::: Supplied records :::

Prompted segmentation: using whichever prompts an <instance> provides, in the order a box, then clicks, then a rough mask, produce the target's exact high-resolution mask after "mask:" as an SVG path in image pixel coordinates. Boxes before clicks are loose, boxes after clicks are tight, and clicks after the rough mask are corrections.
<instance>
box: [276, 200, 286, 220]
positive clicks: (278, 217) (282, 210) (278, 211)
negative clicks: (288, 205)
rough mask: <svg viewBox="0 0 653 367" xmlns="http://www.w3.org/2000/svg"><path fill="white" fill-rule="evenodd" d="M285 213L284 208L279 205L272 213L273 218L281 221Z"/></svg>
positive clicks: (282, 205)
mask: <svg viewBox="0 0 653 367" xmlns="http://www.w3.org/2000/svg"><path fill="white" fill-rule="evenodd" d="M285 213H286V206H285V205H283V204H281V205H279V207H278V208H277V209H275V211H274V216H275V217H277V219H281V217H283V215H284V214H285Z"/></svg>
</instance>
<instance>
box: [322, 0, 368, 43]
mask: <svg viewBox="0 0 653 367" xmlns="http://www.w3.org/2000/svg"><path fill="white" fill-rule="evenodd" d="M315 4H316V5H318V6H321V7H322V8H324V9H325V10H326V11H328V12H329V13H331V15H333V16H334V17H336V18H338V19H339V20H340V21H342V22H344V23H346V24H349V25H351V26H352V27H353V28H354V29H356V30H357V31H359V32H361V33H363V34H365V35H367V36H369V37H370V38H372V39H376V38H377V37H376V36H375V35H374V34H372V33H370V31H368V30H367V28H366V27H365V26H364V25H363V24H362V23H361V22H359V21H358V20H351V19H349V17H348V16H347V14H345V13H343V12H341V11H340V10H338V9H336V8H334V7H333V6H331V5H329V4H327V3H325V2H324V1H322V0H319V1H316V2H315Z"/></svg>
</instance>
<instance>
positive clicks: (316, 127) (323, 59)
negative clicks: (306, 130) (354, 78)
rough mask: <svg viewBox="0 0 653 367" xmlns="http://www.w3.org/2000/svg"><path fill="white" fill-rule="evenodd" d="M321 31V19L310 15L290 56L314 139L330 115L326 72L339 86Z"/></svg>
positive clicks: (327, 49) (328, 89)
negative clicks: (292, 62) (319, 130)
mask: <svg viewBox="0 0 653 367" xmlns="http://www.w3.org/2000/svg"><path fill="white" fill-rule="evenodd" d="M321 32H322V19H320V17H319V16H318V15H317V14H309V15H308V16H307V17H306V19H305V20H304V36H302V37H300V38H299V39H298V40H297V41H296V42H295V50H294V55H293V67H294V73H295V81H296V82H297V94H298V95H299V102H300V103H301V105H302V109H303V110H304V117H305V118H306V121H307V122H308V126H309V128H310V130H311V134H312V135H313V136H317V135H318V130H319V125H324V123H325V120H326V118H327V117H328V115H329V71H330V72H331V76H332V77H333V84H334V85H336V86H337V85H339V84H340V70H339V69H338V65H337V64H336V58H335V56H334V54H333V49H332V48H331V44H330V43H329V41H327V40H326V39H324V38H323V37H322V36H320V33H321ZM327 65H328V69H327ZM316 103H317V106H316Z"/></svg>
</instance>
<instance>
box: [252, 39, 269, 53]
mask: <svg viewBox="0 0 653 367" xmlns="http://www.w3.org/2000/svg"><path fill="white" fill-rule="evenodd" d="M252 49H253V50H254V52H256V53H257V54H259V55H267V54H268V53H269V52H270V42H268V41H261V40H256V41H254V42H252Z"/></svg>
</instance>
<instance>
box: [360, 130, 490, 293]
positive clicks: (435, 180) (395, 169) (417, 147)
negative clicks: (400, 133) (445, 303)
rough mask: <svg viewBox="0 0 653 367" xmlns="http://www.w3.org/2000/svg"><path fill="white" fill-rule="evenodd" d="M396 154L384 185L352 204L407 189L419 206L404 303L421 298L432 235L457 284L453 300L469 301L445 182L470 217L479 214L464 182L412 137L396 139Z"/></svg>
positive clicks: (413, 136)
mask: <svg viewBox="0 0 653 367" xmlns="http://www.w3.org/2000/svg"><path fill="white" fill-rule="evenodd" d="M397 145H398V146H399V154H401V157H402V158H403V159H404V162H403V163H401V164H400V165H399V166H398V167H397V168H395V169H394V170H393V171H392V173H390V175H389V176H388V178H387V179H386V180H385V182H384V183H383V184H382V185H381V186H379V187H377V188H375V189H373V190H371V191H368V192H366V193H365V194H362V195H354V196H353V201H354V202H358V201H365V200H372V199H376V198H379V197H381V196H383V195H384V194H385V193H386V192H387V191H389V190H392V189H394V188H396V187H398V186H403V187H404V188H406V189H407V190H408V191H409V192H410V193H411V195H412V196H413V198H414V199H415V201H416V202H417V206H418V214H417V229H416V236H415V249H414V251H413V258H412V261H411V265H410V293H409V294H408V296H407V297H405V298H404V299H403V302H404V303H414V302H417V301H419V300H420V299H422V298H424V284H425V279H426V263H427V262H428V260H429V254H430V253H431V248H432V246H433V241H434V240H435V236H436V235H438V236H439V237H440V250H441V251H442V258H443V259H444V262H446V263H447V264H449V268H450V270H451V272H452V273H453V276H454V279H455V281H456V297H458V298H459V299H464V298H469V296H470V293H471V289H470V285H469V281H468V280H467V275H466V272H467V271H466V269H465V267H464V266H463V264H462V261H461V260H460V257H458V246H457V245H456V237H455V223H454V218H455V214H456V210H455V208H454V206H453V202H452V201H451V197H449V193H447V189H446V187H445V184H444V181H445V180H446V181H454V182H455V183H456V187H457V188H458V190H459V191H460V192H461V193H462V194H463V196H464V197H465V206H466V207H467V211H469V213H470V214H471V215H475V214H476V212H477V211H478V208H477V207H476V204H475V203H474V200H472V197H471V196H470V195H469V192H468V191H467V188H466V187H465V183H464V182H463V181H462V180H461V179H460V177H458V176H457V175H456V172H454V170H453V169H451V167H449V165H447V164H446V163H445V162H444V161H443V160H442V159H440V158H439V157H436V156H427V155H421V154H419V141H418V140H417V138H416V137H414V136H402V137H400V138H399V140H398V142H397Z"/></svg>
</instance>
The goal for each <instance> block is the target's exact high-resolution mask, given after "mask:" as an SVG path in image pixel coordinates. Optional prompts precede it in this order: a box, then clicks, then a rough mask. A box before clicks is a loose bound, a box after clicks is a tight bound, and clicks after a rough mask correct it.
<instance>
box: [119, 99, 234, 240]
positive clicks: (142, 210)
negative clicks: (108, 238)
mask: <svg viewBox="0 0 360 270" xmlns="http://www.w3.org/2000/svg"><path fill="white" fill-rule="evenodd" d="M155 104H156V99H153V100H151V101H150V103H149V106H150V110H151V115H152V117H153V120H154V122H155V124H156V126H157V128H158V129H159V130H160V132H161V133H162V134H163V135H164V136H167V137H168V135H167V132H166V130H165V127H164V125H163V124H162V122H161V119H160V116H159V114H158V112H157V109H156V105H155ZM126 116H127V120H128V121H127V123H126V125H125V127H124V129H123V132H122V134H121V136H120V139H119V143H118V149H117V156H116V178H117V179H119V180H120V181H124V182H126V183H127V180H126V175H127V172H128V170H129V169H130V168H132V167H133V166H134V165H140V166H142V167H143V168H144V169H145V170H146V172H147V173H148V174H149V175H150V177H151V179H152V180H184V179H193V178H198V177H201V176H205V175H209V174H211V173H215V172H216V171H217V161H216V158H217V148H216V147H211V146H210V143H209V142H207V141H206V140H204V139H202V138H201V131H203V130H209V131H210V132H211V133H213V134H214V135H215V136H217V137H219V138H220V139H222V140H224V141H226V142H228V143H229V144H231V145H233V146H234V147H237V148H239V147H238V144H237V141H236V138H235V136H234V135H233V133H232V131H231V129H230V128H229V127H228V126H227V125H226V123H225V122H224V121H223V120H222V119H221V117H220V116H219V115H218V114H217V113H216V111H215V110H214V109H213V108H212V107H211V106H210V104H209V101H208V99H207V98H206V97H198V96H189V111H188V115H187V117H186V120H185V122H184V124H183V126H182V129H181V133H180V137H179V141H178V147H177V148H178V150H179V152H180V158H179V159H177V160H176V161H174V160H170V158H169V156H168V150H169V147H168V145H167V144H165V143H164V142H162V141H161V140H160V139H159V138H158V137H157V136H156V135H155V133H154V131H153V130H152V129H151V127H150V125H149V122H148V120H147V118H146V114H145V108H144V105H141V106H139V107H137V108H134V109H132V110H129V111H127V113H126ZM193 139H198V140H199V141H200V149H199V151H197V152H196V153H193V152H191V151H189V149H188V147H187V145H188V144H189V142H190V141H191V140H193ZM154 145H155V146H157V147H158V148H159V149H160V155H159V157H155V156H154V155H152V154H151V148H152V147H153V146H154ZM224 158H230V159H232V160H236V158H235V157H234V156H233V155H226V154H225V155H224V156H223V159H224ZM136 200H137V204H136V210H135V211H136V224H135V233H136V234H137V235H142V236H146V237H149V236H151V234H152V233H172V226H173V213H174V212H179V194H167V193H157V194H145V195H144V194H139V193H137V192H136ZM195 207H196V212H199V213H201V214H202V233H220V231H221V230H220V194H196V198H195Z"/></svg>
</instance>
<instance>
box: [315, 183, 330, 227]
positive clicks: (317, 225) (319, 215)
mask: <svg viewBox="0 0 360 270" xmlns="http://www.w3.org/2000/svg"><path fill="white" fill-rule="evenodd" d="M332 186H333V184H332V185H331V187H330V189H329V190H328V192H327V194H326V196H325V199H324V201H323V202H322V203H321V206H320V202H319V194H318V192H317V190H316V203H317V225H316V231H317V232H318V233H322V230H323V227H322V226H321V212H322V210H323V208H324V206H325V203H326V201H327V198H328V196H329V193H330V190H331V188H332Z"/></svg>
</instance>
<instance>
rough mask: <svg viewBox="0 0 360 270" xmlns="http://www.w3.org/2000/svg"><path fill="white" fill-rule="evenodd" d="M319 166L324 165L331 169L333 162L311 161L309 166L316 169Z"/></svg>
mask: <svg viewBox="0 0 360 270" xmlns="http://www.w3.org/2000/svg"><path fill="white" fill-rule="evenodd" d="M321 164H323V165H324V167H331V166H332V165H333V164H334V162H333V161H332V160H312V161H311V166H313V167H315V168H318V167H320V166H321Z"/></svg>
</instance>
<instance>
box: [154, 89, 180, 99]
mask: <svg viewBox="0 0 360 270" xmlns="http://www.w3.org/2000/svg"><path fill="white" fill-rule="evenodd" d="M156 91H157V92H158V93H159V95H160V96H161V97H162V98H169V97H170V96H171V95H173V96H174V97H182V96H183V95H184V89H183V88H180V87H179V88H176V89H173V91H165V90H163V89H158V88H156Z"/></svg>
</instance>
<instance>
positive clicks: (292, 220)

:::

> **Directions for this task**: Select each line in the entries above that contains the word "positive" and copy it out.

> **Task solution**:
positive clicks: (278, 217) (282, 210) (278, 211)
positive clicks: (282, 205)
positive clicks: (316, 127) (323, 59)
positive clicks: (327, 49) (328, 89)
positive clicks: (435, 180) (395, 169) (417, 147)
positive clicks: (413, 136)
positive clicks: (142, 210)
positive clicks: (317, 225) (319, 215)
positive clicks: (292, 220)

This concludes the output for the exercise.